- The task -
Extract every line of the items below that contains the string "pool", matching case exactly, and copy each such line unchanged.
## start
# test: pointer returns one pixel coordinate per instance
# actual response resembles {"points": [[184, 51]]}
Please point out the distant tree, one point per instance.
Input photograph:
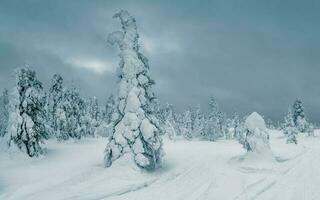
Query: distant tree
{"points": [[187, 125], [26, 128], [289, 128], [170, 122], [299, 117], [94, 110], [199, 123], [4, 112], [136, 129]]}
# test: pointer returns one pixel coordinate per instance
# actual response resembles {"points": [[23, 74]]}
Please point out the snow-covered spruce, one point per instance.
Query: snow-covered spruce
{"points": [[54, 100], [257, 137], [4, 112], [26, 128], [299, 118], [136, 130], [289, 128]]}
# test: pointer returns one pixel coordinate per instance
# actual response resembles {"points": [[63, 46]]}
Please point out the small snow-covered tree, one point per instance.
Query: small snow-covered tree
{"points": [[26, 128], [257, 137], [289, 128], [4, 112], [299, 118], [170, 123], [136, 130], [186, 125], [199, 123]]}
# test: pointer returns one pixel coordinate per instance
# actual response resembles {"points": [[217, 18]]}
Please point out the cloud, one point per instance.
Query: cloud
{"points": [[253, 56], [94, 65]]}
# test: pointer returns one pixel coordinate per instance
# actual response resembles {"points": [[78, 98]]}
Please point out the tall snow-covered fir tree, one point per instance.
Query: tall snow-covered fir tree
{"points": [[4, 112], [299, 118], [54, 101], [109, 109], [94, 111], [289, 128], [26, 128], [136, 130], [212, 128]]}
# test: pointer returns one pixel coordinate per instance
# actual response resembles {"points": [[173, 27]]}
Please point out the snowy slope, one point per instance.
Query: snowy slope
{"points": [[191, 170]]}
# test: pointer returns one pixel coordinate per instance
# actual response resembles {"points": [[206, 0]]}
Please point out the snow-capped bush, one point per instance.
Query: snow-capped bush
{"points": [[257, 137], [136, 129]]}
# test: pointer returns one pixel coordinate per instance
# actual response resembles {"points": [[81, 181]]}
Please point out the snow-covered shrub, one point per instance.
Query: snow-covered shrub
{"points": [[136, 129], [257, 137], [26, 128]]}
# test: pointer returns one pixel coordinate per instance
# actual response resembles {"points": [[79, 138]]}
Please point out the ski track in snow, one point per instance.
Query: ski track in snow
{"points": [[192, 170]]}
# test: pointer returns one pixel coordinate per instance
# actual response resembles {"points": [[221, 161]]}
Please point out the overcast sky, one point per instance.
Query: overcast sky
{"points": [[251, 55]]}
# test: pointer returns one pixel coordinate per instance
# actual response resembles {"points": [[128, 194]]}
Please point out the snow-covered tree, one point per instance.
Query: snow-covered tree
{"points": [[26, 128], [299, 116], [170, 122], [213, 122], [186, 126], [54, 99], [136, 130], [257, 137], [109, 110], [198, 123], [4, 112], [94, 110], [289, 128]]}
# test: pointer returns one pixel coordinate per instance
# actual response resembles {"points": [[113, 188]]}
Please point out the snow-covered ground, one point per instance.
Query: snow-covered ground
{"points": [[191, 170]]}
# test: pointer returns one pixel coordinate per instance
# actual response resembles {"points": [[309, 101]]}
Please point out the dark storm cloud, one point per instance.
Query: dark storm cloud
{"points": [[250, 55]]}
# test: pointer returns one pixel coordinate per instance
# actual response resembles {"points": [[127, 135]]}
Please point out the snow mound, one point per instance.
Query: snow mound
{"points": [[257, 140], [255, 121]]}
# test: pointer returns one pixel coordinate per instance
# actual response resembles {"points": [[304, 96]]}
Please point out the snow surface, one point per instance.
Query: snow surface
{"points": [[191, 170]]}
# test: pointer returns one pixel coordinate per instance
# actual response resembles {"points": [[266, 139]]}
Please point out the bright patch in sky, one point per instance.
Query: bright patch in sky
{"points": [[93, 65]]}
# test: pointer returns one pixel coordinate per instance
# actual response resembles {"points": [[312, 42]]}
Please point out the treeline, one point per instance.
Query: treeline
{"points": [[30, 114]]}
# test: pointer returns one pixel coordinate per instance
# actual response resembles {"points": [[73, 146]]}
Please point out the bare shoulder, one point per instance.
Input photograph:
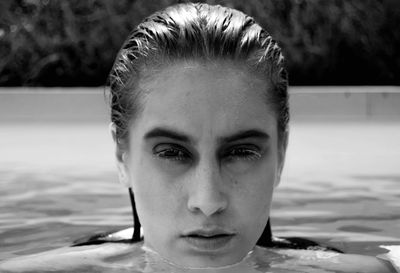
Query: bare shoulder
{"points": [[366, 264], [332, 261]]}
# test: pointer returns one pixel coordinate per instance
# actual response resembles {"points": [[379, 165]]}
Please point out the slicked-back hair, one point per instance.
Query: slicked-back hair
{"points": [[195, 32]]}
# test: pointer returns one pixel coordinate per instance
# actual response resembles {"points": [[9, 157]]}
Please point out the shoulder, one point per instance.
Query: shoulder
{"points": [[366, 264], [332, 261]]}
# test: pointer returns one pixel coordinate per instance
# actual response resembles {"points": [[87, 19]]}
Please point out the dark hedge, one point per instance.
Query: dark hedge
{"points": [[74, 42]]}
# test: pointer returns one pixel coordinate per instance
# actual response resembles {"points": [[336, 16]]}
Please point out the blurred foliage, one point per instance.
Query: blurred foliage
{"points": [[74, 42]]}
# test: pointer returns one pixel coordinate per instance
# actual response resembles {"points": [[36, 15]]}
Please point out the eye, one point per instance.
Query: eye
{"points": [[243, 152], [172, 152]]}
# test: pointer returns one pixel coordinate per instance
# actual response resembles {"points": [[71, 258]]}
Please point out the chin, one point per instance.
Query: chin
{"points": [[208, 261]]}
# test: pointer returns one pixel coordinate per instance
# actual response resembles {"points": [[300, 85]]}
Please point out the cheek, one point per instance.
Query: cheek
{"points": [[254, 191], [156, 195]]}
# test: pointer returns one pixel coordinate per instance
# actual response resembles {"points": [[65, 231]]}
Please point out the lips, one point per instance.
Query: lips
{"points": [[208, 239]]}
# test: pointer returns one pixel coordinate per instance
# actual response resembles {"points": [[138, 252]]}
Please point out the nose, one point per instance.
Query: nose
{"points": [[206, 192]]}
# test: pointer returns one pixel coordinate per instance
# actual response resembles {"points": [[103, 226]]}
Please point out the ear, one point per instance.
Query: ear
{"points": [[121, 157], [281, 156]]}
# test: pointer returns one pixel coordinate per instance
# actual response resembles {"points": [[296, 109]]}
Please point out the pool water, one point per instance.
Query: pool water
{"points": [[341, 186]]}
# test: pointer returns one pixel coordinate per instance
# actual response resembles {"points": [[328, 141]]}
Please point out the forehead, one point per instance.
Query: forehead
{"points": [[216, 96]]}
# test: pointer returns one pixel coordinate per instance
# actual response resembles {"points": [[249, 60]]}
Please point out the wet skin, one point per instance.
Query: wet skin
{"points": [[203, 160]]}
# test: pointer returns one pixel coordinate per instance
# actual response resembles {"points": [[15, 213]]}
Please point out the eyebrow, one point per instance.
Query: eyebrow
{"points": [[253, 133], [168, 133], [175, 135]]}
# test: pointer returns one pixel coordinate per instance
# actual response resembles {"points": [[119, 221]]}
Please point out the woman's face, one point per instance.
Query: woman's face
{"points": [[203, 160]]}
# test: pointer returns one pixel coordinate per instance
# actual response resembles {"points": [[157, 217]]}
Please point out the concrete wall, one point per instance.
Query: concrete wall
{"points": [[307, 103]]}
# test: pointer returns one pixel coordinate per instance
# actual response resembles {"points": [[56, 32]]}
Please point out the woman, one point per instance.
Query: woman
{"points": [[199, 110]]}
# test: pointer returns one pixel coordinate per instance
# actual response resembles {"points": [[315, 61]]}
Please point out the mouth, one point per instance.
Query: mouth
{"points": [[209, 240]]}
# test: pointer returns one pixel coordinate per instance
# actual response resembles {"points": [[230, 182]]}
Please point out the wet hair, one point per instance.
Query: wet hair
{"points": [[198, 32]]}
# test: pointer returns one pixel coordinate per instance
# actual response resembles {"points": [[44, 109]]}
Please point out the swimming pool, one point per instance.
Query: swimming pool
{"points": [[341, 185]]}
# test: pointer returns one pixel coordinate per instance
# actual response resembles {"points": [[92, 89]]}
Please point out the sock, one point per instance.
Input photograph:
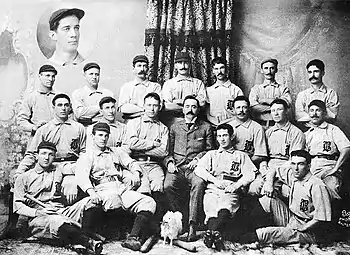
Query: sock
{"points": [[72, 235], [141, 221]]}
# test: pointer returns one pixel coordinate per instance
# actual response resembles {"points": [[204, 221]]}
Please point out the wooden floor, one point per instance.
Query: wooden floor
{"points": [[16, 247]]}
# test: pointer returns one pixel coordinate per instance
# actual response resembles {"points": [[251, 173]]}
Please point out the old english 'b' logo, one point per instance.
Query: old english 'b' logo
{"points": [[287, 149], [248, 146], [327, 146], [235, 170], [74, 145], [304, 205]]}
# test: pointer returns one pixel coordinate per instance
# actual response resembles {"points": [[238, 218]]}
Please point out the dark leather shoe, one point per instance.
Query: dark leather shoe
{"points": [[96, 246], [218, 241], [132, 243], [208, 238], [149, 243], [191, 233]]}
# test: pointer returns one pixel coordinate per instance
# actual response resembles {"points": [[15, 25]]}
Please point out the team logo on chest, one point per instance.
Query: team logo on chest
{"points": [[235, 169], [327, 146], [304, 205], [248, 146]]}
## end
- Result of this task -
Please point out the pool water, one point per instance.
Query: pool water
Please point out the swimming pool, one point per instance.
Query: swimming pool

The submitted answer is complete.